* Confidence drops after failure of Boehner bill
* Herbalife shares skid, down for 8th straight day
* Banking shares slide; Citigroup and BofA shares sink
* Stocks fall: Dow 0.91 pct, S&P 500 0.94 pct, Nasdaq 0.96
pct
NEW YORK, Dec 21 (Reuters) - U.S. stocks finished lower on
Friday after a Republican plan to avoid the "fiscal cliff"
failed to gain sufficient support on Thursday night, draining
hopes that a deal would be reached before 2013.
Still, stocks managed to rebound from the day's lows near
the end of the session, and for the week, major averages still
ended higher, with the S&P 500 gaining 1.2 percent.
Trading was volatile as confidence eroded in the prospect of
a deal out of Washington, and in part due to quarterly
expiration of options and futures contracts. The CBOE Volatility
Index or VIX, the market's favored anxiety measure,
finished below its high of the day.
Republican House Speaker John Boehner failed to garner
enough votes from even his own party to pass his "Plan B" tax
bill late on Thursday. It was the latest setback in negotiations
to avoid $600 billion in tax hikes and spending cuts that some
say could tip the U.S. economy into recession.
"The failure with Plan B was disappointing, if not terribly
surprising, but now there's a real lack of clarity about what
will happen, and markets hate that," said Mike Hennessy,
managing director of investments for Morgan Creek in Chapel
Hill, North Carolina.
Herbalife dropped for an eighth straight session.
Investor Bill Ackman recently ramped up his campaign against the
company. The company skidded 19 percent to $27.27 and has lost
more than 35 percent this week.
Plan B, which called for tax increases on those who earn $1
million or more a year, was not going to pass the Democratic-led
Senate or win acceptance from the White House anyway. But it
exposed the reality that it will be difficult to get Republican
support for the more expansive tax increases that President
Barack Obama has urged.

* CHALLENGE A: Reproduce the part of the stock market report starting with "Herbalife dropped for" and going on through "Obama has urged.".
* CHALLENGE B: Based on the stock market report, are the following statements correct? Answer yes or no for each and quote the words that settle it. (i) The S&P 500 ended the week up 1.2 percent. (ii) Herbalife fell for a fifth straight session. (iii) Plan B called for tax increases on people earning $500,000 or more a year.
* CHALLENGE C: According to the stock market report, what price did Herbalife shares fall to?

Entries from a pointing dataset
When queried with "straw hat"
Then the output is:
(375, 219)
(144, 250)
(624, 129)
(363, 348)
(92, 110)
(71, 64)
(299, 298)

* EXERCISE OUTPUT A:
Herbalife dropped for an eighth straight session.
Investor Bill Ackman recently ramped up his campaign against the
company. The company skidded 19 percent to $27.27 and has lost
more than 35 percent this week.
Plan B, which called for tax increases on those who earn $1
million or more a year, was not going to pass the Democratic-led
Senate or win acceptance from the White House anyway. But it
exposed the reality that it will be difficult to get Republican
support for the more expansive tax increases that President
Barack Obama has urged.

* EXERCISE OUTPUT B:
(i) Yes: "with the S&P 500 gaining 1.2 percent."
(ii) No: "Herbalife dropped for an eighth straight session."
(iii) No: "tax increases on those who earn $1 million or more a year."

* EXERCISE OUTPUT C: $27.27